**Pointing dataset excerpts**
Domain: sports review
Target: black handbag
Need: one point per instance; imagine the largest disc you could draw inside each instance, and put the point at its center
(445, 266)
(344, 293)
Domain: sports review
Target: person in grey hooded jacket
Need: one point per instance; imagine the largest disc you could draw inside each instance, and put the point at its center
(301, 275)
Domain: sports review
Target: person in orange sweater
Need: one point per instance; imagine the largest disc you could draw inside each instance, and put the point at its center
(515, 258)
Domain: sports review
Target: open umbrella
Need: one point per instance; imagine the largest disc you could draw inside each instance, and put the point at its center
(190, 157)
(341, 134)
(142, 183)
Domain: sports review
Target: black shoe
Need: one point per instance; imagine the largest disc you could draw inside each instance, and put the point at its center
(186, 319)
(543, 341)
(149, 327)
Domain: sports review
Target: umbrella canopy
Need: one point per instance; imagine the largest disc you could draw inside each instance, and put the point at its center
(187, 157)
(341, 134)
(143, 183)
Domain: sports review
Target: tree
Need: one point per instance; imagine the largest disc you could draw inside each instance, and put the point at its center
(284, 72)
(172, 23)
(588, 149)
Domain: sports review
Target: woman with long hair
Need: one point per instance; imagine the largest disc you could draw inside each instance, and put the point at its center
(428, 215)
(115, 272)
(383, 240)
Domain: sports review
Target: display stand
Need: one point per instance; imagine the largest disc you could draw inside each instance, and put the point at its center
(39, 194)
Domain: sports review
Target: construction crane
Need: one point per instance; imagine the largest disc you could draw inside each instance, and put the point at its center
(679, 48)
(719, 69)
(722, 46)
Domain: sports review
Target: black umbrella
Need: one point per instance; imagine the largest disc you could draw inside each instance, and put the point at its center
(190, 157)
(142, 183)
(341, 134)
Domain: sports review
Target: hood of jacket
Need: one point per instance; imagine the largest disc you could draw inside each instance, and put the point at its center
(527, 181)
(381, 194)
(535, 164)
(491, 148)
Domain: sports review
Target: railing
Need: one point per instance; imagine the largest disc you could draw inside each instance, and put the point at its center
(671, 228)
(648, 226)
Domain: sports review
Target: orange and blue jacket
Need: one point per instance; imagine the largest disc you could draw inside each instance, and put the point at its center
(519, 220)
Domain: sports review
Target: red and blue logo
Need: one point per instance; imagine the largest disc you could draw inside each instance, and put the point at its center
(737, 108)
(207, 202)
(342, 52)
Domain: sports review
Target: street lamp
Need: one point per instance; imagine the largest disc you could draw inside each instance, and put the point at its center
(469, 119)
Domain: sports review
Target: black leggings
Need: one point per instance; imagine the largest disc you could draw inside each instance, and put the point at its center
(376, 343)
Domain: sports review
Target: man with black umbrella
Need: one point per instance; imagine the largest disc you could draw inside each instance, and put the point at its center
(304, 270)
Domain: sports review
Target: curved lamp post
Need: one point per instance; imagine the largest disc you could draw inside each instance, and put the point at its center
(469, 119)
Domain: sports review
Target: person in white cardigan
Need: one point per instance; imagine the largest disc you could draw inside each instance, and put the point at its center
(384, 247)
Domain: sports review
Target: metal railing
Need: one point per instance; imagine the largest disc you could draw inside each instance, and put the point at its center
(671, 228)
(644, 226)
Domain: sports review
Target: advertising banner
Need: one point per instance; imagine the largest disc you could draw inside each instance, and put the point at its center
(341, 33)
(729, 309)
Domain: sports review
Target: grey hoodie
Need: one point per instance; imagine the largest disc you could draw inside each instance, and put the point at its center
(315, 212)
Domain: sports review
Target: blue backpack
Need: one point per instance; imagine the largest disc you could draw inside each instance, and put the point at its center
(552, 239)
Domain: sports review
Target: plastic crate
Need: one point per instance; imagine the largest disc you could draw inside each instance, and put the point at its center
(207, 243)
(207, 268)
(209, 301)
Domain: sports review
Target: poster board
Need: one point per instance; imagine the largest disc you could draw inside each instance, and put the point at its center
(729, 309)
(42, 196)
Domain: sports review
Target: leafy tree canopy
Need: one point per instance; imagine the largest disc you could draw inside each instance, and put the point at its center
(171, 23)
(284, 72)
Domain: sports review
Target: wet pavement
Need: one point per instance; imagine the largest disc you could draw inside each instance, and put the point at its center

**TASK STATEMENT**
Return all of the entries word for word.

**SOLVED EXERCISE**
Domain: sports review
Target: black handbag
Need: one point per instance; imagine the largest disc you could draw inside each instance, and put the point at its center
(445, 266)
(344, 293)
Domain: sports review
Target: person in grey hooded jacket
Need: one point per instance; imagine the largest disc you could draw inside each instance, and put the point at its center
(301, 275)
Domain: sports review
Target: person in orange sweater
Need: one point per instance; imagine the largest disc you could draw inside each instance, and put the point at its center
(515, 258)
Domain: sports review
Target: open umbrella
Need: one point per instance; imagine the largest disc you could draw inside each instance, and put the point at its center
(190, 157)
(341, 134)
(142, 183)
Domain: sports review
Target: black shoe
Need: one point per instance; imagine the largest disc you could draw inside each instance, and put the point at its center
(186, 319)
(543, 341)
(149, 327)
Domain: sports review
Target: umbrella canopy
Need: one point per instance; imagine the largest disc you could draw inside each instance, and put the point at its center
(187, 157)
(341, 134)
(143, 183)
Domain: sports review
Target: tree
Need: one point per instance; imagine the largest disc you could draw inside each instance, and put the point at its center
(284, 72)
(172, 23)
(588, 149)
Domain: sports review
Target: woman with long hair
Need: one point per instance; imagine the largest disc you could draw inside each instance, and put the point at its center
(428, 215)
(115, 272)
(383, 240)
Domain: sports review
Target: display stand
Need: one point per instance; imagine the largest disc you could draw inside each instance, and put the point at its center
(39, 194)
Domain: sports review
Target: construction crane
Need: one point per instance; imagine the largest disc you could draw inside each instance, and put the point at its center
(679, 48)
(719, 69)
(722, 46)
Domain: sports review
Target: black umbrella
Need: one point per instance; imagine the largest disc you could draw inside each instance, and put the point at its center
(190, 157)
(142, 183)
(341, 134)
Domain: sports review
Target: hood of jacket
Need: one point per instance; imagine the largest disc you could draw inside each instance, and put the point at its center
(527, 181)
(381, 194)
(535, 164)
(491, 148)
Domain: sports review
Target: railing
Need: one point per instance; imagine the largest disc you could draw inside each instance, and put the point at its center
(671, 228)
(648, 226)
Domain: sports review
Target: orange and blue jacket
Need: one point per instance; imagine the largest disc you could draw inside each instance, and put the point at its center
(519, 220)
Domain: sports review
Target: red and blue logo
Need: one point per instance; imagine the largest disc you could draw inside each instance, and put the point at its center
(737, 108)
(207, 202)
(342, 52)
Domain: sports review
Target: street lamp
Need: one point per instance; imagine the largest disc you could draw inside each instance, and put the point at its center
(469, 119)
Domain: sports review
Target: black leggings
Need: one point per instance; imagine the largest disc you could draw inside each instance, and put the point at its center
(376, 343)
Domain: sports review
Target: man with black umbrella
Need: one point per instance; imagine the largest disc you could draw inside each instance, and put the point at its center
(304, 270)
Domain: sports review
Target: curved lamp post
Need: one point per instance; imagine the largest disc you could draw inside each instance, and put the point at its center
(469, 119)
Domain: sports review
Target: person in white cardigan
Need: one point per instance; imagine the largest disc you could draw inside each instance, and put the point at its center
(384, 247)
Domain: sports review
Target: metal railing
Need: one point per instance; imagine the largest disc you could draw inside each instance, and put the point at its center
(671, 228)
(644, 226)
Domain: sports review
Target: advertising banner
Need: one point per instance; imagine the largest disc you could draw inside each instance, and put the point at its center
(341, 33)
(729, 309)
Domain: sports review
Target: grey hoodie
Need: one point per instance; imagine the largest disc you could draw inside each instance, and put the point at its center
(315, 212)
Domain: sports review
Target: blue backpack
Need: one point per instance; imagine the largest disc you could draw inside each instance, and put the point at its center
(552, 239)
Domain: sports review
Target: plastic crate
Need: one point per instance; imagine the largest disc you could draw inside each instance, and put the point at its center
(207, 243)
(207, 268)
(209, 301)
Domain: sports review
Target: poster board
Need: one point per instance; imagine the largest disc you could draw inside each instance, and put the point at its center
(729, 309)
(42, 196)
Domain: sports review
Target: leafy tree canopy
Need: one point per instance; imagine the largest disc you could draw inside each instance, and put the point at its center
(171, 23)
(284, 72)
Domain: sports review
Target: wet pavement
Need: one point per instance; imagine the largest disc you could draw inside each instance, and put the point at its center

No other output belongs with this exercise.